--- DATA Enclosed Below ---

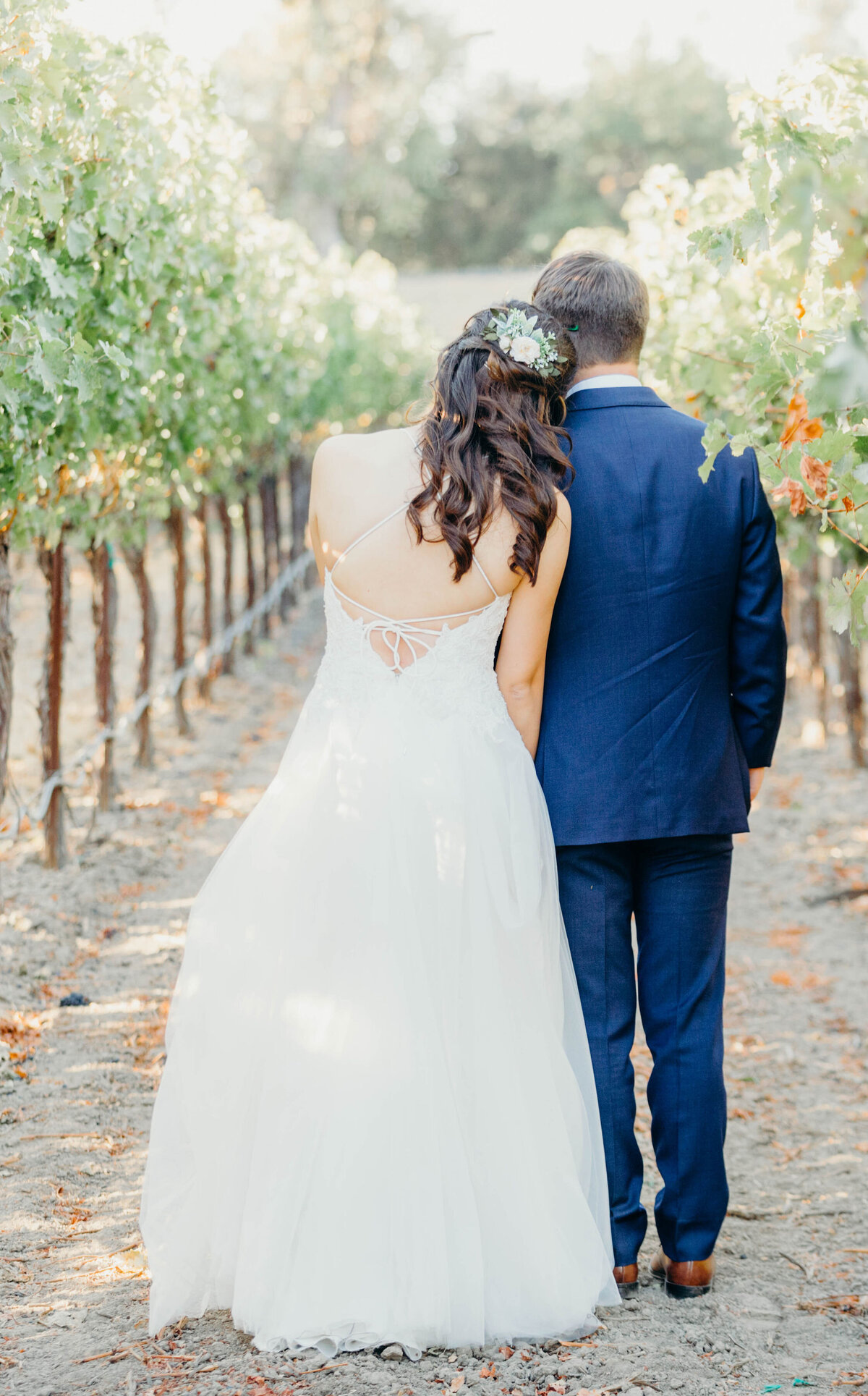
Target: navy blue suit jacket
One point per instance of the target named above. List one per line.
(666, 667)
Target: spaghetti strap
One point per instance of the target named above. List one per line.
(367, 533)
(483, 574)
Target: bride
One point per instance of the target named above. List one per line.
(377, 1121)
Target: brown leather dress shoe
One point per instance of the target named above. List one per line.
(683, 1279)
(627, 1279)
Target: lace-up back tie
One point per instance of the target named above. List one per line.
(419, 634)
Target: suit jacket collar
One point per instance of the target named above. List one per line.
(614, 398)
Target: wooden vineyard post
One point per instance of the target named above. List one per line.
(105, 623)
(299, 493)
(284, 553)
(252, 570)
(270, 543)
(175, 525)
(228, 659)
(55, 569)
(811, 629)
(7, 647)
(135, 557)
(201, 518)
(851, 683)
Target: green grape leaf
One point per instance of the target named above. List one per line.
(84, 376)
(713, 441)
(51, 363)
(52, 203)
(839, 606)
(80, 237)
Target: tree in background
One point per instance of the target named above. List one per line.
(360, 133)
(335, 97)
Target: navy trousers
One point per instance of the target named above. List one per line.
(677, 891)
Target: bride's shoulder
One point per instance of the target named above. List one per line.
(349, 450)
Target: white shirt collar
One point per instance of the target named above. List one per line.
(605, 380)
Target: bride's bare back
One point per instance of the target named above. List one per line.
(359, 482)
(363, 541)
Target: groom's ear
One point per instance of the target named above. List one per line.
(600, 302)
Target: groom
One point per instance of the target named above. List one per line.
(665, 685)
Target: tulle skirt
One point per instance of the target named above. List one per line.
(377, 1120)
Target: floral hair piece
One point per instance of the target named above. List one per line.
(518, 337)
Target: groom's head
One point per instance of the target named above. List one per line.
(602, 302)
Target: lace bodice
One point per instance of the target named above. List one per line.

--- End of Enclosed DATA ---

WHAT YOU HAVE TO DO
What lines in the data hold the word "navy"? Return them.

REPLY TO THE EXERCISE
Target: navy blue suit jacket
Target: navy trousers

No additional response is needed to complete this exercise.